Goal. Using the article below about the Peconic compound, explain in one to three sentences why Rushforth-Worrell chose Benjamin Moore's Westcott Navy for the outside walls.

Selected excerpt.
A Peconic compound pays homage to a turn of the century art colony.

The main house in Rachel Rushforth-Worrell and Andre Worrell’s Peconic compound goes by more than one name. Sometimes the couple and their teenage son, Drake, follow local custom and call the 3,200-square foot structure, which was built in 1867, “The Old King Farmhouse,” after William Henry King, an early occupant. Other times they call it ‘The Grey Lady,’ a nod to what Rushforth-Worrell describes as “the sense of a nurturing presence” in the four bedroom bolthole.
In just two years, the couple have transformed the compound into a rural escape, a workshop (for Morgan & Kydd, their handmade greeting card, wrapping paper, and home fragrance business) and their family seat.
Originally from the UK, Rushforth-Worrell acquired her design credentials and project management expertise by way of the New York fashion industry, designing clothes for the likes of Donna Karan New York and Victoria’s Secret. In 2017, inspired by The New Homesteader, an account of one family’s experiment in sustainable living, she and Andre, a musician and an artist, fell in love with the house and traded their views of Manhattan tenements in the East Village for the open vistas of the North Fork. “We followed our instincts and took a leap of faith,” Rushforth-Worrell says. “The book was our guiding light.”

They were also guided, after a fashion, by the turn of the century figurative painters Henry and Edith Mitchill Prellwitz. Intrigued by the many Arts and Crafts details in the house, including a carved staircase, Rushforth-Worrell did some research and learned that the Prellwitzs had lived there in the early 1900s before moving to a house down the road. She and Andre were also inspired by the merchants and farmers and indigenous people — especially the indigenous people — who preceded them. At the local historical society, Rushforth-Worrell came across an old map that showed teepees which, by her reckoning, appear to have been situated within shouting distance of their property. “Whenever we went down the road to the beach, we’d ask ourselves, ‘What century are we in?’” She adds, “We’d look at the mature plantings in the garden and feel a sense of history.”
The compound, which includes an art studio and attached apartment (winner of this year’s Hamptons Cottage and Gardens’ Small Space Design award) reflects that history as filtered through the pair’s own modern sensibility. There’s a library with reading nooks, beamed ceilings, period ornament, and millwork of unknown yet historic vintage, probably executed by artisans at the Prellwitz family’s behest; a sitting room with sofas upholstered in durable white duck; and a long farm table in the south-facing sunroom that Rushforth-Worrell paired with white bucket chairs, reproductions of the Italian design firm Sintesi’s iconic Orbit chair. Other rooms are furnished with antiques that Rushforth-Worrell brought over from England.
One plank of the couple’s sustainability plan — financial, that is, rather than environmental — entails making the house available for seasonal rental. Another plank is Morgan & Kydd, which they run from the art studio. Rushforth-Worrell painted the outside walls in Benjamin Moore’s Westcott Navy. She liked how the shade chimed with the gunmetal-finish of the aluminum-clad windows — historically-precise replicas of the originals, which date from the early 1900s. “That navy hue is actually a historical color. It looks so beautiful against the green of the garden,” she says. Inside, the exposed beams on the high ceilings are original. (“They were orange when we got here. We had the contractors sand them down four times before they bleached them!”) There’s also a working fireplace and, unusually, what looks to be a small stage, complete with a built-in seating area. Rushforth-Worrell surmises that the artists may have brought in performers from the city for entertainment. As it happens, one of Henry Prellwitz’s paintings is titled “Road Home” — not a bad metaphor for the couple’s project. As Rushforth-Worrell puts it, “We wanted to breathe creative life and energy back into the property.”

Dataset content.
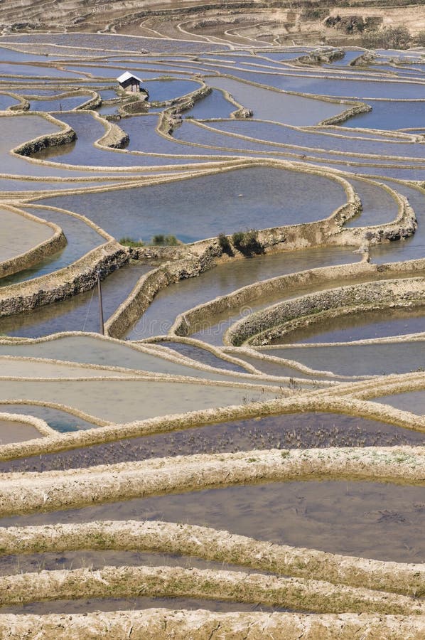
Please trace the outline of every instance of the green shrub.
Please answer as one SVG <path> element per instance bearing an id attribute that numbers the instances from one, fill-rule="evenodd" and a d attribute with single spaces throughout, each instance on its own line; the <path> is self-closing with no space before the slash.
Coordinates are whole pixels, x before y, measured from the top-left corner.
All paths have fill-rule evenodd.
<path id="1" fill-rule="evenodd" d="M 251 257 L 254 254 L 264 252 L 264 248 L 258 240 L 258 231 L 255 229 L 249 229 L 248 231 L 237 231 L 232 236 L 232 240 L 235 249 Z"/>
<path id="2" fill-rule="evenodd" d="M 220 233 L 218 236 L 218 244 L 223 253 L 227 253 L 230 257 L 235 255 L 229 238 L 224 233 Z"/>
<path id="3" fill-rule="evenodd" d="M 152 238 L 151 244 L 154 247 L 176 247 L 180 242 L 175 235 L 164 235 L 163 233 L 157 233 Z"/>
<path id="4" fill-rule="evenodd" d="M 323 20 L 328 15 L 328 6 L 305 6 L 301 12 L 301 16 L 306 20 Z"/>
<path id="5" fill-rule="evenodd" d="M 135 240 L 132 238 L 129 238 L 128 235 L 122 238 L 120 240 L 119 240 L 120 245 L 124 245 L 124 247 L 144 247 L 144 242 L 143 240 Z"/>
<path id="6" fill-rule="evenodd" d="M 407 49 L 410 33 L 406 27 L 385 27 L 368 31 L 362 38 L 362 46 L 367 49 Z"/>

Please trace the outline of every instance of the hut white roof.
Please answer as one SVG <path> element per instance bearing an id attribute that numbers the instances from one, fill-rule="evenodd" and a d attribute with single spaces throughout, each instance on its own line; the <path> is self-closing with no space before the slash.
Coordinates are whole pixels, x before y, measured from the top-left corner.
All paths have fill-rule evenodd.
<path id="1" fill-rule="evenodd" d="M 119 82 L 125 82 L 127 80 L 129 80 L 131 78 L 134 78 L 134 80 L 141 82 L 141 80 L 139 78 L 137 78 L 136 75 L 134 75 L 134 73 L 130 73 L 129 71 L 124 71 L 124 73 L 122 73 L 121 75 L 117 78 L 117 80 Z"/>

Response. She liked how the shade went with the gunmetal finish of the aluminum-clad windows. She also says the navy is a historical color that looks beautiful against the green of the garden.